Start PASSAGE SHOWN

Cover to Marvel Knights 2099: Daredevil

In 2004, Marvel Comics held a fifth-week event called "Marvel Knights 2099", which took place in the future on an alternate world (Earth-2992) that was not identical to the alternate Marvel Universe on Earth-928 featured in the 1990s Marvel 2099 books.
- Daredevil 2099 #1
- Black Panther 2099 #1
- Inhumans 2099 #1
- Punisher 2099 #1
- Mutant 2099 #1

===Ultimate Marvel===
The Ultimate Marvel version of the Marvel Knights team made its debut in Ultimate Spider-Man #106 in the arc called "Warriors". The members of the Ultimate Marvel version of the Marvel Knights include Daredevil, Doctor Strange, Shang-Chi, Iron Fist, Moon Knight, and Spider-Man.

End PASSAGE SHOWN
Start PROVIDED DATA

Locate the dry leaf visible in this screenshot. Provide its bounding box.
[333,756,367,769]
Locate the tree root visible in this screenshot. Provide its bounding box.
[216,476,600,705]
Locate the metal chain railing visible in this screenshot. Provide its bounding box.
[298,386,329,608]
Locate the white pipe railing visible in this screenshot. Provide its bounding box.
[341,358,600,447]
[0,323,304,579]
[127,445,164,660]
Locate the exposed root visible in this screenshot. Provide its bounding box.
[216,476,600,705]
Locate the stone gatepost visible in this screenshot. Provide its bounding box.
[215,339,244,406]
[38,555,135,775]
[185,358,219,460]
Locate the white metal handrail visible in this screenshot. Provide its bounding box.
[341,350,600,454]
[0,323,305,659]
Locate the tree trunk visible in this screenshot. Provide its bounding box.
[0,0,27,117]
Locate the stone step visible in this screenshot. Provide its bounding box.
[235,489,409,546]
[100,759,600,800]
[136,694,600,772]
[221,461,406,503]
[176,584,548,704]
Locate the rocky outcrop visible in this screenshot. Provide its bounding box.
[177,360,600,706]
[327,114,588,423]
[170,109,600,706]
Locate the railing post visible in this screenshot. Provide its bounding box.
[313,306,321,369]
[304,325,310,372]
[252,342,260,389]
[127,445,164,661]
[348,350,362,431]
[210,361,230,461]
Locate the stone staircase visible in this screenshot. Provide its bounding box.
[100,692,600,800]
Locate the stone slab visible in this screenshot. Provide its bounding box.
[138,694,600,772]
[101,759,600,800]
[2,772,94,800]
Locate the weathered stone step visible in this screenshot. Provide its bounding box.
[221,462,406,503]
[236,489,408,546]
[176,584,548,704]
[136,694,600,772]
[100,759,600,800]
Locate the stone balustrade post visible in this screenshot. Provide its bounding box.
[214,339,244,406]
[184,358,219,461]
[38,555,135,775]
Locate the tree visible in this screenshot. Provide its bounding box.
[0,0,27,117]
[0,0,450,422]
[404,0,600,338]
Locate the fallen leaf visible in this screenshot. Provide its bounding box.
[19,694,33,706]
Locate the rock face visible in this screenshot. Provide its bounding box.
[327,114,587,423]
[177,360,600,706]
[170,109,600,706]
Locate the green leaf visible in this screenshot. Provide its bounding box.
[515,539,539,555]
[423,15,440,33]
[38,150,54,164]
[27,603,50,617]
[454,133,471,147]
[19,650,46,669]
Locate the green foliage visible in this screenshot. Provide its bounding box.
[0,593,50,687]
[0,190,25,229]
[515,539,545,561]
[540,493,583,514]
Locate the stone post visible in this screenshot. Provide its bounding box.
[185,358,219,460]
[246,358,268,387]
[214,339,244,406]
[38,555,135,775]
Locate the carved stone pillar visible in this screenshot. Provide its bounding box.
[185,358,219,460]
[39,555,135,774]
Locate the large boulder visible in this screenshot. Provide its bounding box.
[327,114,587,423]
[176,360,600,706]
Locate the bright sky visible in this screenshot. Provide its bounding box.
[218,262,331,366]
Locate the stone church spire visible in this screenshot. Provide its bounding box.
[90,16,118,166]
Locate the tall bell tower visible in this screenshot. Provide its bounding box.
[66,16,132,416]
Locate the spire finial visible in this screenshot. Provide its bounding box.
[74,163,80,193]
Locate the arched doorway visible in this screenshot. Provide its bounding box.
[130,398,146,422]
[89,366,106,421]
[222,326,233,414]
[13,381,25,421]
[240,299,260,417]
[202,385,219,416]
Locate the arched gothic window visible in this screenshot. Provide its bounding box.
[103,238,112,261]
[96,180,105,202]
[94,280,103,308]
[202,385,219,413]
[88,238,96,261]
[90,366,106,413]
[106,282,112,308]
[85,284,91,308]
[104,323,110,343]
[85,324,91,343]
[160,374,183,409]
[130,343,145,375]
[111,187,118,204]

End PROVIDED DATA

WORK INSTRUCTIONS
A) Extract the lines of the records word for word, starting at the line that contains "Locate the large" and ending with the last line of the records.
B) Extend the Marvel Knights passage by writing what comes next after its final sentence.
The passage and the records are unrelated to each other.

THE REPLIES
A)
Locate the large boulder visible in this screenshot. Provide its bounding box.
[327,114,587,423]
[176,360,600,706]
Locate the bright sky visible in this screenshot. Provide its bounding box.
[218,262,331,366]
Locate the stone church spire visible in this screenshot. Provide its bounding box.
[90,16,118,166]
Locate the tall bell tower visible in this screenshot. Provide its bounding box.
[66,16,132,416]
Locate the spire finial visible in this screenshot. Provide its bounding box.
[74,163,80,193]
Locate the arched doorway visible in this screenshot. Provide its bounding box.
[130,398,146,422]
[89,366,106,421]
[222,326,233,414]
[13,381,25,421]
[240,299,260,417]
[202,385,219,416]
Locate the arched gothic window visible in this screenshot. Provide its bounding box.
[103,238,112,261]
[96,180,105,202]
[94,280,103,308]
[202,385,219,413]
[88,238,96,261]
[90,366,106,413]
[106,282,112,308]
[85,284,91,308]
[104,323,110,343]
[85,324,91,343]
[160,374,183,409]
[130,343,145,375]
[111,187,118,204]

B)
After Shang-Chi made an unsuccessful attack on the Kingpin, he was recruited by Daredevil to help bring down the Kingpin for good. Later, Daredevil, as Matt Murdock, met Spider-Man and asked him to join the group, with the plan of killing the Kingpin. Spider-Man objected to killing, and the group agreed to let Moon Knight, under the persona of Ronin join the Kingpin's employ. Ronin forcibly brought Spider-Man to the Kingpin as a captive. The Kingpin ties him up, unmasks him and tortures him and mocks him for being a teenager. After revealing that he knew that Ronin was Moon Knight, Kingpin had him beaten nearly to death, and let Spider-Man leave with the knowledge that one of the Knights was a traitor.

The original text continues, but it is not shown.